Acuil disclosed that ongoing economic hardship due to conflict has mostly affected women and girls depriving them of their rights to education and participation in economic activities and nation building.
“Inside the country women struggle with rising prices of essential basic commodities, making them more vulnerable, depressed and poorer,” she said.
With the signing of the revitalized peace agreement, people hope that the conflict will finally end and the permanent peace will allow the displaced people to return to their homes, said Acuil.
The South Sudan government and partners should create opportunities for women and girls to play active roles in building more inclusive system, efficient services and sustainable infrastructure, she added.
Several UN reports have blamed government soldiers and rebels of committing conflict- related sexual violence including rape, with over 2,000 cases reported in 2017 alone.
Funmi Balogun, UN women country representative, said the current peace deal will help more women participate in peace process, governance and development in the East African country.
The revitalized peace agreement provides some 35 percent representation for women in the transitional unity government which is to be formed in May 2019.
“It’s a very positive message that has come out of our peace agreement, and we want to make sure that it happens.The 35 percent for women is not just about having women sit in these positions but that women will bring different perspective to leadership,” she said.
“We did not ask for 35 percent (representation) just to give positions to some women, that’s what a lot of people think. There is nothing wrong in having positions for women,” said Balogun, adding the aim is to change the narrative of leadership.
South Sudan descended into civil war in late 2013, and the conflict has created one of the fastest growing refugee crises in the world.
The United Nations estimates that about four million South Sudanese have been displaced internally and externally.

■ ■ ■

● INSTRUCTIONS:
[1] According to the South Sudan article, what share of representation does the revitalized peace agreement give women in the transitional unity government?
[2] Summarize the South Sudan article in two sentences.
The items that follow come from a separate source.

Records contained in a dataset:
■ ■ ■

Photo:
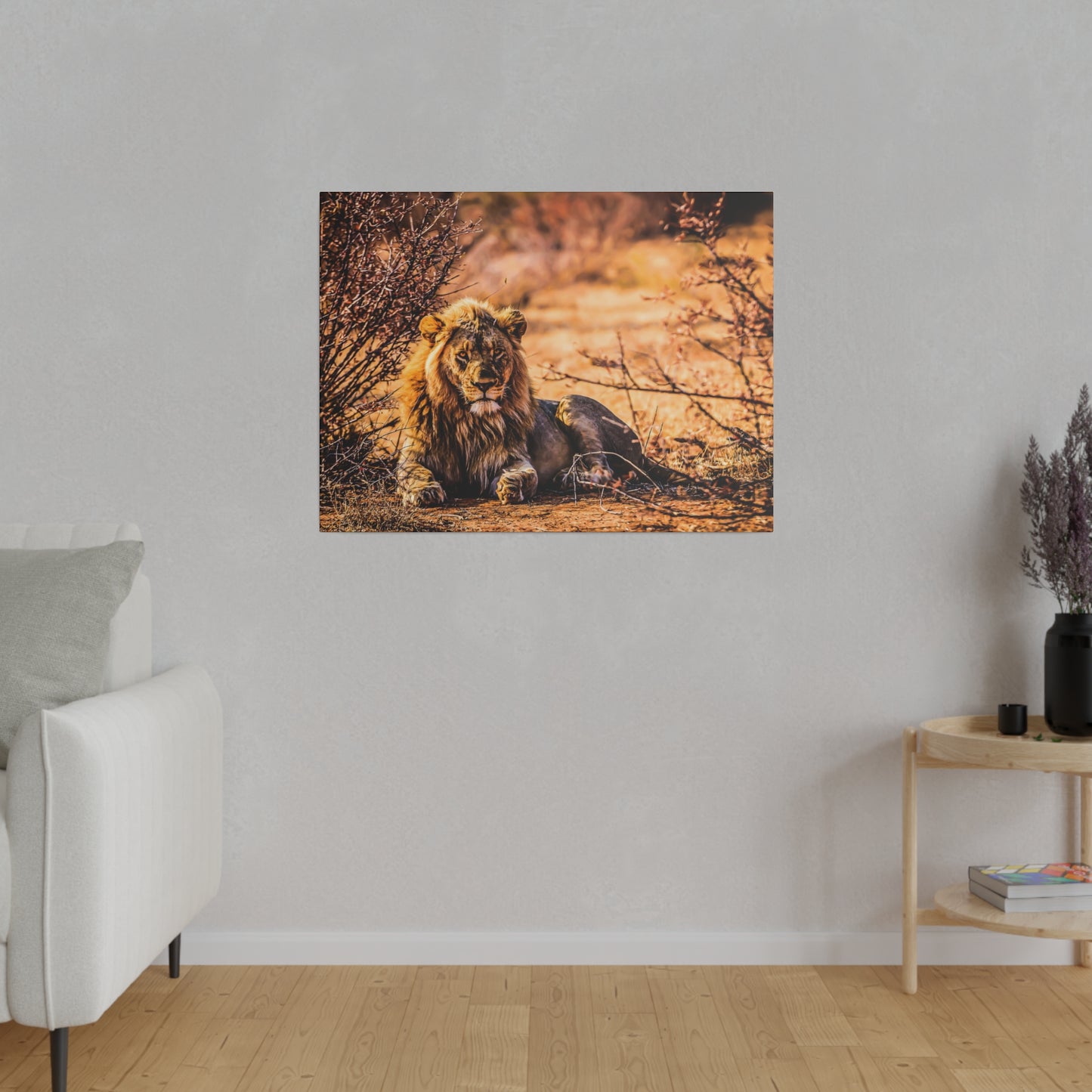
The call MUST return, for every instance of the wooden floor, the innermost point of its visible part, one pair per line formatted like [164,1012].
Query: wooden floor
[493,1029]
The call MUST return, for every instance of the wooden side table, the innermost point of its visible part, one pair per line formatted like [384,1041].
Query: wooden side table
[973,743]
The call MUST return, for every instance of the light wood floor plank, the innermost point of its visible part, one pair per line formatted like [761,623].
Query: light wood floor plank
[431,1041]
[501,985]
[261,995]
[620,989]
[630,1053]
[880,1017]
[495,1048]
[836,1068]
[1005,1080]
[561,1035]
[173,1041]
[812,1013]
[302,1032]
[699,1055]
[568,1030]
[753,1020]
[221,1055]
[360,1053]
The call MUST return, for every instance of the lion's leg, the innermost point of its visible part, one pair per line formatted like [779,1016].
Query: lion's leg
[515,483]
[595,432]
[416,483]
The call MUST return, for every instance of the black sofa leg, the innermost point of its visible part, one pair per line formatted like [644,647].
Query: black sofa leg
[58,1058]
[175,956]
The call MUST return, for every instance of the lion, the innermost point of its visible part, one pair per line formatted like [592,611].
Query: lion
[474,427]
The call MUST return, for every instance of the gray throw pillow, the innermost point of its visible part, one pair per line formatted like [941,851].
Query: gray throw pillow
[56,606]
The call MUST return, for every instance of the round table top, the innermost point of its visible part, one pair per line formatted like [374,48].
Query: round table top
[959,905]
[974,741]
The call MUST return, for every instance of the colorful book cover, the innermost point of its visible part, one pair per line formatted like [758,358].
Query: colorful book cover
[1033,875]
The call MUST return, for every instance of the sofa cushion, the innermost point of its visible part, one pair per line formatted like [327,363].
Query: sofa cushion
[56,608]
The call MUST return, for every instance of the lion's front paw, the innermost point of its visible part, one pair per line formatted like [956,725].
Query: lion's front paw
[510,490]
[424,496]
[598,475]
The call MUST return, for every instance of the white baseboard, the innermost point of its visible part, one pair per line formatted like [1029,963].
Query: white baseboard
[936,946]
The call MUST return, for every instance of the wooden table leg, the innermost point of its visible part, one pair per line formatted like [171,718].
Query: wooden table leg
[1084,947]
[910,861]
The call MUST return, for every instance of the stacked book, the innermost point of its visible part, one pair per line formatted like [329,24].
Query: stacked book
[1032,889]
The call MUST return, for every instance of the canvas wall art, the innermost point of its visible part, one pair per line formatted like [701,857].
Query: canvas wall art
[511,362]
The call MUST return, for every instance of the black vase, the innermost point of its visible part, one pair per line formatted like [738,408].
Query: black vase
[1069,675]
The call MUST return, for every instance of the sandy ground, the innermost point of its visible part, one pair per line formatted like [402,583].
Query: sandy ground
[592,512]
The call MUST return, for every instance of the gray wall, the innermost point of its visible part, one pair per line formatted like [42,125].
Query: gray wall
[476,732]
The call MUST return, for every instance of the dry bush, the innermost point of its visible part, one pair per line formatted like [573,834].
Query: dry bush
[385,262]
[722,312]
[372,506]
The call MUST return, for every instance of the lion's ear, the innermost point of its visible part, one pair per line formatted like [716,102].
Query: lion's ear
[432,326]
[512,322]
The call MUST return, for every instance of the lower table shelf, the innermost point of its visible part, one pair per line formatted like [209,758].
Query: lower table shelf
[959,905]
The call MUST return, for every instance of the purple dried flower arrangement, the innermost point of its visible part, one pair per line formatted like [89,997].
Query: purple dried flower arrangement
[1057,495]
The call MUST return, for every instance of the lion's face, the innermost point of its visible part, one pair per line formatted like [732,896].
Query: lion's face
[476,355]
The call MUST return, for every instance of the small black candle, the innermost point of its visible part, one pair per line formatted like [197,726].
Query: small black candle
[1013,719]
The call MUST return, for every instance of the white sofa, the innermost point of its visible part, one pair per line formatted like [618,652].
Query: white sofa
[112,810]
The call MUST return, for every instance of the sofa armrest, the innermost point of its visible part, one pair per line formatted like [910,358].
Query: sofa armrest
[114,818]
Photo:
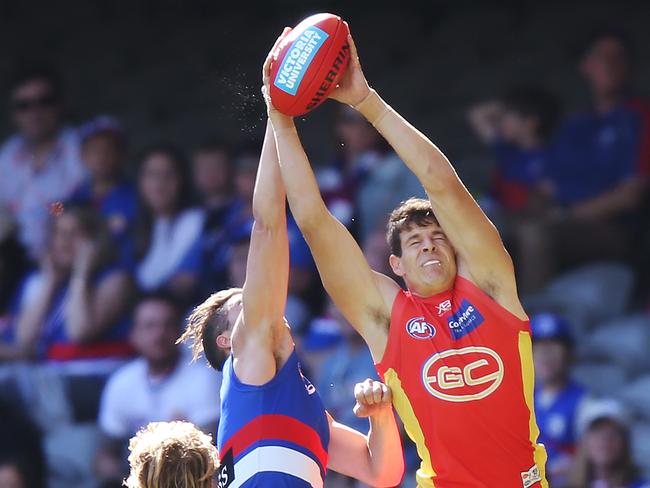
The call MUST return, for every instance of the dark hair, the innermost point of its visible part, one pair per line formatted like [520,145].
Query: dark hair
[608,32]
[145,218]
[410,213]
[44,72]
[204,325]
[534,101]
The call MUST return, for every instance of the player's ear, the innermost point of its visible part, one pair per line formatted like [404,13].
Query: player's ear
[396,265]
[223,341]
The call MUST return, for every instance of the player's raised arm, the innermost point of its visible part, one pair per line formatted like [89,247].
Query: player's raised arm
[376,459]
[363,296]
[482,256]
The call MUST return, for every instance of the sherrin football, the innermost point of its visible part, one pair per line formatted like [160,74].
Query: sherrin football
[311,60]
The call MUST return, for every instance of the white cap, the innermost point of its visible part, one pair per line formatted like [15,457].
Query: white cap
[604,408]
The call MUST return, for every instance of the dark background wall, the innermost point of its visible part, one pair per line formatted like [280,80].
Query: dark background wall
[184,70]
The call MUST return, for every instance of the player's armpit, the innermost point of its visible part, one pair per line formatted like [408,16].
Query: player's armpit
[364,297]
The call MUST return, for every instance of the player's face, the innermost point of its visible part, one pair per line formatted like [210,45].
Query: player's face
[428,261]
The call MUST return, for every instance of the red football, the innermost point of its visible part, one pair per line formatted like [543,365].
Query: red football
[311,60]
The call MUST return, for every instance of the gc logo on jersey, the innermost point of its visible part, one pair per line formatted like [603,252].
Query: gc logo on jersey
[418,328]
[463,375]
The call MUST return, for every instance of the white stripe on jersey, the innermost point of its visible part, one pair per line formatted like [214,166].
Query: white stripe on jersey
[277,459]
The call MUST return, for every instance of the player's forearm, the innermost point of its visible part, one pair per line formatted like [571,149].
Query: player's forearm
[303,194]
[269,198]
[421,156]
[385,453]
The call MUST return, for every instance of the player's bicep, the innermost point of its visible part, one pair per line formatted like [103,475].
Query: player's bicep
[346,275]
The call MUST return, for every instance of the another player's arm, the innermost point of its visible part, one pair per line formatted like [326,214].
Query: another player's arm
[477,242]
[267,274]
[363,296]
[377,458]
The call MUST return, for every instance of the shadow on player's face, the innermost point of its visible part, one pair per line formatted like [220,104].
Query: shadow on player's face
[428,260]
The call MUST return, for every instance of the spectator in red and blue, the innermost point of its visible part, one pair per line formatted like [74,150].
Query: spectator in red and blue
[558,399]
[605,459]
[597,174]
[104,152]
[40,164]
[72,311]
[168,227]
[518,128]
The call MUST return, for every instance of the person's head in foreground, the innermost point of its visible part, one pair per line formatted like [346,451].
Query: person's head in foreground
[171,455]
[210,326]
[421,253]
[605,455]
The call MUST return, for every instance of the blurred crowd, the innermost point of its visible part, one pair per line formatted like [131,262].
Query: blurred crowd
[101,259]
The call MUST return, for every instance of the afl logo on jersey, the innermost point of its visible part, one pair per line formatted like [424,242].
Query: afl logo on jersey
[463,375]
[418,328]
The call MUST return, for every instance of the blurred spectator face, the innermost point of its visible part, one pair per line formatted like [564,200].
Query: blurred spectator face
[36,110]
[355,132]
[605,444]
[103,155]
[245,177]
[67,237]
[552,360]
[155,329]
[606,67]
[10,477]
[516,127]
[377,252]
[237,264]
[160,183]
[212,172]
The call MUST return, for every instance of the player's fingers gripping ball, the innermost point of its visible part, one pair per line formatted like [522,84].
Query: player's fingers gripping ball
[370,396]
[309,64]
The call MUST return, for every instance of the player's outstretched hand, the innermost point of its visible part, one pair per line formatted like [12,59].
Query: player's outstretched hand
[266,75]
[372,397]
[353,87]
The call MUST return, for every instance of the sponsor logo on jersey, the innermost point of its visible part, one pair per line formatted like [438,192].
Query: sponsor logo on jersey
[463,375]
[530,477]
[297,59]
[418,328]
[226,471]
[444,307]
[464,320]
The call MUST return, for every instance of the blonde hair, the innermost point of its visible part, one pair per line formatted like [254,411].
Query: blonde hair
[204,325]
[171,455]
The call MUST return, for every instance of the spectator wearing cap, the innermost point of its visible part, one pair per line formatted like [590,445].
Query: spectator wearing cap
[104,152]
[558,399]
[597,172]
[517,128]
[41,163]
[168,228]
[605,457]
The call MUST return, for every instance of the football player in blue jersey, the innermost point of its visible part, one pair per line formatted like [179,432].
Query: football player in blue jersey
[274,430]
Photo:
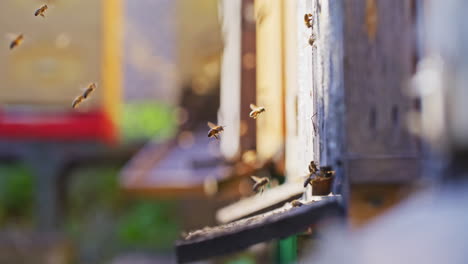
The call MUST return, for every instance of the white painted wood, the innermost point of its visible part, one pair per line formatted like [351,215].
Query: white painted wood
[229,112]
[305,96]
[291,81]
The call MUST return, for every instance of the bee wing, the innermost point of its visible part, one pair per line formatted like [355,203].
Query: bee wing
[77,100]
[13,36]
[255,178]
[211,125]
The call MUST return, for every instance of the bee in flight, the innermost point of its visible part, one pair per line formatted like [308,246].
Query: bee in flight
[260,183]
[215,130]
[17,41]
[308,20]
[41,11]
[256,111]
[296,203]
[80,98]
[326,172]
[77,101]
[312,39]
[313,169]
[89,90]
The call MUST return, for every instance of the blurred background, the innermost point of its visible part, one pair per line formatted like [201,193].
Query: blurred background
[374,89]
[144,56]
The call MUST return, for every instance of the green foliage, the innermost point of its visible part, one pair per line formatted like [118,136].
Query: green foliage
[16,192]
[149,224]
[147,120]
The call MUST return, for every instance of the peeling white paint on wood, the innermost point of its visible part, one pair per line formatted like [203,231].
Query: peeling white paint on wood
[229,112]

■ ■ ■

● OUTPUTS BY TASK:
[1] Some 35 percent.

[2] The conflict in South Sudan, which began in late 2013 and has displaced about four million people, has mostly hurt women and girls through economic hardship and conflict-related sexual violence. The revitalized peace agreement gives women some 35 percent representation in the transitional unity government, which UN Women's country representative says will help more women take part in the peace process, governance and development.